**TASK REQUIREMENTS**
Set down the records once more, please, exactly and with the pictures left out.

**INFORMATION SHOWN**
══════
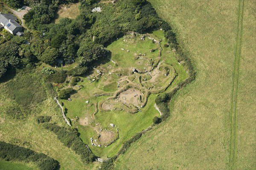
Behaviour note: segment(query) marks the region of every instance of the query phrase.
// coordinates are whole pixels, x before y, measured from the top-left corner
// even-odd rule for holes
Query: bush
[[[49,123],[44,124],[44,127],[46,129],[53,132],[64,145],[71,148],[76,153],[79,155],[83,163],[88,163],[95,161],[95,155],[81,140],[76,130],[70,131],[64,127]]]
[[[36,118],[36,122],[38,123],[44,123],[50,122],[51,116],[39,116]]]
[[[153,122],[155,124],[158,124],[161,122],[161,118],[157,116],[155,116],[153,118]]]
[[[71,81],[73,82],[79,82],[80,80],[80,78],[78,77],[74,77],[72,78]]]
[[[165,93],[160,94],[157,96],[155,100],[155,102],[157,105],[159,105],[162,102],[164,102],[166,101],[168,95]]]
[[[48,67],[45,67],[43,68],[41,72],[44,74],[51,75],[54,73],[54,71]]]
[[[59,94],[59,97],[61,99],[67,99],[70,97],[70,94],[73,91],[72,88],[67,88],[61,90]]]
[[[49,76],[48,79],[50,82],[56,83],[61,83],[65,82],[67,74],[64,71],[59,71]]]
[[[72,86],[74,86],[74,85],[76,85],[76,83],[74,82],[70,82],[70,85]]]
══════
**ANSWER FOR THE TASK**
Behaviour note: segment(query) marks the region of every instance of the query phrase.
// coordinates are whole pixels, x before y, measured from the top-left corner
// even-odd rule for holes
Query: bush
[[[49,123],[44,124],[44,127],[46,129],[53,132],[64,145],[71,148],[76,153],[79,155],[83,163],[88,163],[95,161],[95,155],[81,140],[76,130],[70,131],[64,127]]]
[[[36,118],[36,122],[38,123],[44,123],[50,122],[51,116],[39,116]]]
[[[153,122],[155,124],[158,124],[161,122],[161,118],[157,116],[155,116],[153,118]]]
[[[71,81],[73,82],[79,82],[80,80],[80,78],[78,77],[74,77],[72,78]]]
[[[165,93],[160,94],[157,96],[155,100],[155,102],[157,105],[159,105],[162,102],[164,102],[166,101],[168,95]]]
[[[48,67],[45,67],[43,68],[41,72],[44,74],[51,75],[54,73],[54,71]]]
[[[59,94],[59,97],[61,99],[67,99],[70,97],[70,94],[73,91],[72,88],[67,88],[61,90]]]
[[[49,76],[48,79],[50,82],[56,83],[61,83],[65,82],[67,74],[64,71],[59,71]]]
[[[72,86],[74,86],[74,85],[76,85],[76,83],[74,82],[70,82],[70,85]]]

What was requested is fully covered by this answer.